● **Written exercise**
Format the lines of the records as a numbered list, starting with the line containing "Target: blue sky" and continuing through the end of the records, omitting blank lines.

● **Raw records**
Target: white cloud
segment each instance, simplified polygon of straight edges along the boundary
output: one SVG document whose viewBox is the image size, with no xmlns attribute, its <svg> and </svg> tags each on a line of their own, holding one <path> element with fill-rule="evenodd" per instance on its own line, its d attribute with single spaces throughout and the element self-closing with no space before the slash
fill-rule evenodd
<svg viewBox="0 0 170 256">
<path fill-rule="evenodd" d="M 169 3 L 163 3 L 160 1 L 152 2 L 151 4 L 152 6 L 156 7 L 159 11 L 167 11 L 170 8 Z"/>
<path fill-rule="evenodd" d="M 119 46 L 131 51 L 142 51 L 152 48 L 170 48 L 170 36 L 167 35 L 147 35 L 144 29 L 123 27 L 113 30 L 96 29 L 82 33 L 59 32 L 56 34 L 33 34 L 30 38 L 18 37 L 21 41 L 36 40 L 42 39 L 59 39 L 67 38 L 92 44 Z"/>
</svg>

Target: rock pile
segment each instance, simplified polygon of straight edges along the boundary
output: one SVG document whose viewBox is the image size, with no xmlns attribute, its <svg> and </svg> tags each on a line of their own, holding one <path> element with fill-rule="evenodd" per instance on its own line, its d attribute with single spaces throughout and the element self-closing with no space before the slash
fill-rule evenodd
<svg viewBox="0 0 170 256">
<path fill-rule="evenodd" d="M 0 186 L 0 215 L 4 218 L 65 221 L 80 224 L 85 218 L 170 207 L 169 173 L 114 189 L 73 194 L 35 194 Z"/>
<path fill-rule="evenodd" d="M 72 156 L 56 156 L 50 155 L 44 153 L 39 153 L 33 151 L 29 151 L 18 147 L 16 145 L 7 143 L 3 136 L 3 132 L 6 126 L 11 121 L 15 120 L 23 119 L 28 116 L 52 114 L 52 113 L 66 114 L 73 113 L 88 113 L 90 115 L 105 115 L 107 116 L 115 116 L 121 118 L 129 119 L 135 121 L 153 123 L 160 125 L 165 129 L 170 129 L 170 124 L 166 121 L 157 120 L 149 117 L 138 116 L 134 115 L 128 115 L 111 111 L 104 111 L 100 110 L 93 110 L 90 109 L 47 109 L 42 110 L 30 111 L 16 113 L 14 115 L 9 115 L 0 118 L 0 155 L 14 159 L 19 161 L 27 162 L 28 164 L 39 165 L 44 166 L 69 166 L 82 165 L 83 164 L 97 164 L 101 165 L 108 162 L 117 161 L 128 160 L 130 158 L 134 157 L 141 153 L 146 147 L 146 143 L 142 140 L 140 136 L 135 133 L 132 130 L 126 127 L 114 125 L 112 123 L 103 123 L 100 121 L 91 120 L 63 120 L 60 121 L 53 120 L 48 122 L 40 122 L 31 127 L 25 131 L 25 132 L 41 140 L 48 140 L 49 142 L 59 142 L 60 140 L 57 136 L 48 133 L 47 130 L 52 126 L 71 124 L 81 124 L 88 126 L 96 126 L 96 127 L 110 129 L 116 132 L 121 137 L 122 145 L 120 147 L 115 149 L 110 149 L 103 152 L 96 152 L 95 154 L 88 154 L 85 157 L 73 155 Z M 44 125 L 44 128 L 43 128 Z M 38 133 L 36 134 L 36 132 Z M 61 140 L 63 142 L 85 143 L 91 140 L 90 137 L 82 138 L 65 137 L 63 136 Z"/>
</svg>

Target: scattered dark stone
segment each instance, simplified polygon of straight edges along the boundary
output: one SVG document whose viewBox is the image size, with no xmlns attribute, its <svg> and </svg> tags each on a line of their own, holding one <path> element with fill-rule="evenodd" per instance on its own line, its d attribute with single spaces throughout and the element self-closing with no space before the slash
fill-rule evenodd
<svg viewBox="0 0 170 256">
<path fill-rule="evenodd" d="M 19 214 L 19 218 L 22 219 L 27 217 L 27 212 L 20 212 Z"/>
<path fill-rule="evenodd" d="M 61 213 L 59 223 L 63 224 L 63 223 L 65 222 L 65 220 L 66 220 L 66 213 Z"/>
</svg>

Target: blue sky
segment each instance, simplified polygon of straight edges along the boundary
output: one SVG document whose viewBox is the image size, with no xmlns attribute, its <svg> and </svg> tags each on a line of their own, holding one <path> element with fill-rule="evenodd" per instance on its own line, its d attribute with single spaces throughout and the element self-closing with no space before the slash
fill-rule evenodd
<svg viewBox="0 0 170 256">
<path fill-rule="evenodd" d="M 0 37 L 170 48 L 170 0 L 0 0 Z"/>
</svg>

● **Expected answer**
1. Target: blue sky
2. segment each instance, simplified polygon of straight edges along the boundary
3. output: one SVG document whose viewBox is the image size, with no xmlns attribute, its <svg> and </svg> tags each on a line of their own, holding one <path> element with fill-rule="evenodd" per instance on its own line, its d attribute with single spaces throughout and the element self-closing with no space before the slash
4. fill-rule evenodd
5. <svg viewBox="0 0 170 256">
6. <path fill-rule="evenodd" d="M 0 37 L 170 48 L 170 0 L 0 0 Z"/>
7. </svg>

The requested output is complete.